'''

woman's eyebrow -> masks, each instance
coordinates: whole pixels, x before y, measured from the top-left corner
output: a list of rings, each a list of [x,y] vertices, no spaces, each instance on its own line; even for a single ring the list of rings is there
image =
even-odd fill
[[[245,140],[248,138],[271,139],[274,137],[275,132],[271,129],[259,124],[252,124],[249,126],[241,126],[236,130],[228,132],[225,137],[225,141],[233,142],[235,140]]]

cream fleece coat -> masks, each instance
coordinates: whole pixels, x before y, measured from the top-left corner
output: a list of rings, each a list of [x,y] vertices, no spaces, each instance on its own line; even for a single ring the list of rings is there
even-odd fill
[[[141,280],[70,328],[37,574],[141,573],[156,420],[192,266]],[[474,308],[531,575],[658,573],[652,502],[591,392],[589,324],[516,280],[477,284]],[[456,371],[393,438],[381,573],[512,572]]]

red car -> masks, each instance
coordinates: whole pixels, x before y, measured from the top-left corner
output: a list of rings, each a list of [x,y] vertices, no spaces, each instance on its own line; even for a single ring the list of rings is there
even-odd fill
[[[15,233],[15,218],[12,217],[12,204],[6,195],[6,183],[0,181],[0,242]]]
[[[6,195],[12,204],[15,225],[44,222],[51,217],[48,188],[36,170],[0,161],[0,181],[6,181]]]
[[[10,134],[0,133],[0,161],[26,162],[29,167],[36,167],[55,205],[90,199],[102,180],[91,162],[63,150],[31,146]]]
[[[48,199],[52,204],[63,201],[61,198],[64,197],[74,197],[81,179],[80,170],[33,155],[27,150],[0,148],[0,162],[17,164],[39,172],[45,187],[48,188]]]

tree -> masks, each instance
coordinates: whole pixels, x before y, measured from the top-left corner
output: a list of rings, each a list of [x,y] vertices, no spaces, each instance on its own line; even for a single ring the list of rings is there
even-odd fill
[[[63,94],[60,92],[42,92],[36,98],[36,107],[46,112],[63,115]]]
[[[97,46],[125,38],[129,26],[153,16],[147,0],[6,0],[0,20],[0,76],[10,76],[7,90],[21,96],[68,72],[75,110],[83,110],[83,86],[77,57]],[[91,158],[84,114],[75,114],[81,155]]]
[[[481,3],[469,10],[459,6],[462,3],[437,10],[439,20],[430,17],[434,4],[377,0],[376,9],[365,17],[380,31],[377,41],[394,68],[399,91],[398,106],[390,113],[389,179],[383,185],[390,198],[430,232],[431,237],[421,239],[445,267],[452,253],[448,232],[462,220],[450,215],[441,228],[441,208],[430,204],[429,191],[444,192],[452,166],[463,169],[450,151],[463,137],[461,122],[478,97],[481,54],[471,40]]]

'''

Rewrite all of the data above, putting "upper-left corner" wherever "top-left corner" occurs and changing nothing else.

§ TASK RESPONSE
woman's eyebrow -> masks, each instance
coordinates: whole pixels, x before y, measured from the upper-left corner
output: a list of rings, each a list of [x,y] vertices, no spaces, each instance on its own line; even for a single ring the list of rings is there
image =
even-odd fill
[[[245,140],[248,138],[271,139],[274,137],[275,132],[271,129],[259,124],[252,124],[249,126],[241,126],[236,130],[228,132],[225,137],[225,141],[233,142],[235,140]]]

cream fleece coat -> masks, each instance
coordinates: whole pixels, x before y, measured from the upper-left corner
output: a list of rings, each a list of [x,y] vertices, no spaces, each instance on its own line; even for a single ring the list of rings is there
even-odd fill
[[[141,280],[70,328],[37,574],[141,573],[156,420],[192,266]],[[474,308],[531,575],[658,573],[652,502],[591,392],[589,324],[516,280],[477,284]],[[456,371],[393,438],[381,573],[512,572]]]

red car -> masks, each instance
coordinates: whole pixels, x before y, measured from the upper-left corner
output: a list of rings, each a list of [x,y] vertices, no spaces, each instance on its own line; even for a single ring the list of rings is there
even-odd fill
[[[15,233],[15,218],[12,217],[12,204],[6,195],[6,183],[0,181],[0,242]]]
[[[6,195],[12,204],[15,225],[44,222],[51,217],[48,188],[36,170],[0,161],[0,181],[6,181]]]
[[[10,134],[0,133],[0,161],[26,162],[29,167],[36,167],[55,205],[90,199],[102,180],[91,162],[63,150],[31,146]]]
[[[48,199],[52,204],[63,201],[61,198],[64,197],[74,197],[81,179],[80,170],[33,155],[27,150],[0,148],[0,162],[17,164],[39,172],[45,187],[48,188]]]

tree -> masks, each instance
coordinates: whole pixels, x before y, measured from the upper-left corner
output: a list of rings, each a list of [x,y] vertices, no spaces, each instance on its own line; even for a single ring the list of rings is there
even-odd fill
[[[63,94],[60,92],[42,92],[36,98],[36,107],[46,112],[63,115]]]
[[[97,46],[125,38],[129,26],[153,16],[147,0],[6,0],[0,20],[0,76],[10,76],[7,90],[21,96],[68,72],[75,110],[83,110],[83,86],[77,57]],[[91,158],[84,114],[75,114],[81,155]]]
[[[481,3],[469,10],[459,6],[462,3],[437,10],[439,20],[430,17],[434,4],[377,0],[376,9],[365,17],[380,31],[377,41],[394,68],[399,91],[398,106],[390,113],[389,179],[383,185],[390,198],[430,232],[431,237],[421,239],[445,267],[452,253],[448,232],[462,220],[450,215],[441,228],[441,208],[430,204],[429,191],[444,192],[452,166],[463,169],[450,151],[463,137],[461,122],[478,97],[481,54],[471,40]]]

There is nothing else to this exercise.